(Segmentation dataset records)
- - -

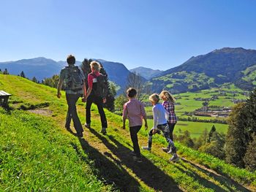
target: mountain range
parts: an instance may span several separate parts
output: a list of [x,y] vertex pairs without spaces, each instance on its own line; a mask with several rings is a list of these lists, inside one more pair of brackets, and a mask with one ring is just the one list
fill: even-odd
[[150,80],[157,92],[196,91],[234,83],[244,90],[256,87],[256,50],[225,47],[192,57]]
[[[167,90],[173,93],[197,91],[223,83],[234,83],[244,90],[256,87],[256,50],[241,47],[225,47],[206,55],[192,57],[183,64],[166,71],[138,67],[131,72],[121,63],[99,61],[105,69],[109,80],[123,90],[128,74],[140,74],[152,85],[152,91]],[[80,66],[80,61],[76,64]],[[67,66],[65,61],[55,61],[42,57],[0,62],[0,69],[7,69],[10,74],[20,74],[23,71],[29,79],[36,77],[42,80],[59,74]]]
[[140,75],[141,77],[144,77],[148,80],[161,74],[161,72],[163,72],[163,71],[160,71],[158,69],[154,70],[152,69],[143,66],[136,67],[135,69],[129,69],[129,71],[132,73],[135,73],[137,74]]

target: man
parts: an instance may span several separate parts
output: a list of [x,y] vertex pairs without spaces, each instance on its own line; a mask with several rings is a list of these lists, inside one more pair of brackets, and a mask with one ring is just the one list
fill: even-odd
[[[97,77],[102,75],[99,73],[100,65],[97,61],[91,61],[90,64],[91,72],[88,75],[88,90],[84,96],[83,101],[86,101],[86,123],[87,128],[91,127],[91,107],[92,103],[95,103],[98,107],[98,111],[100,115],[102,123],[102,131],[103,134],[107,134],[107,118],[103,110],[103,103],[106,102],[106,99],[102,97],[97,93],[97,86],[99,82],[97,82]],[[99,86],[98,86],[99,87]]]
[[75,104],[79,97],[84,96],[86,90],[85,77],[82,70],[75,66],[75,58],[73,55],[68,55],[67,62],[69,66],[63,68],[59,75],[57,97],[61,98],[61,89],[63,82],[64,82],[66,99],[68,104],[65,128],[67,131],[72,131],[70,123],[71,119],[72,119],[74,127],[77,131],[76,135],[83,137],[83,129],[78,115]]

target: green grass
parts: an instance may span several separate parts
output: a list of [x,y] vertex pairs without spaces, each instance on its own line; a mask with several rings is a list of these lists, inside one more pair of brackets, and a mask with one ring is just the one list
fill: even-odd
[[[1,191],[168,191],[167,188],[246,191],[241,184],[252,189],[256,187],[255,173],[234,167],[179,143],[176,143],[178,153],[185,159],[170,163],[170,155],[159,150],[166,145],[161,135],[154,137],[152,153],[142,151],[143,162],[136,164],[129,155],[132,142],[128,127],[126,130],[121,128],[120,116],[105,111],[109,126],[108,135],[103,136],[99,134],[99,115],[97,107],[93,106],[92,128],[86,129],[84,139],[78,139],[63,128],[67,111],[63,92],[62,98],[58,99],[54,88],[20,77],[1,74],[0,89],[12,94],[12,110],[10,112],[0,110]],[[52,111],[48,116],[18,110],[22,105],[29,109],[33,104],[39,107],[45,103],[47,109]],[[83,104],[80,101],[78,109],[84,122]],[[201,123],[190,126],[199,127],[198,123]],[[149,124],[150,128],[151,122]],[[218,130],[219,125],[214,125]],[[179,126],[181,125],[178,124],[176,130]],[[203,128],[203,126],[200,128]],[[140,145],[146,145],[148,131],[141,128]],[[199,167],[197,164],[217,173]]]
[[[50,119],[23,111],[0,112],[0,189],[5,191],[110,191],[81,161],[79,142]],[[81,148],[78,149],[82,151]],[[83,155],[86,158],[86,154]]]

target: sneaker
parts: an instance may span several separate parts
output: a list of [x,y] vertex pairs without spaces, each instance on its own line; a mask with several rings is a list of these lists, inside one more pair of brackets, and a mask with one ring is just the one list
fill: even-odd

- - -

Task brief:
Write out the records again starting at the line containing "target: sneaker" and ending at the end of the records, switching "sneaker" to "running shoe" and keeping everything else the same.

Solution for this problem:
target: running shoe
parts: an instance may span several separate parts
output: a list of [x,y] vertex pairs without spaces, each instance on its own line; a mask with several rings is a list of these lists, inside one more pair of brackets, and a mask with one ring is just the one list
fill: even-odd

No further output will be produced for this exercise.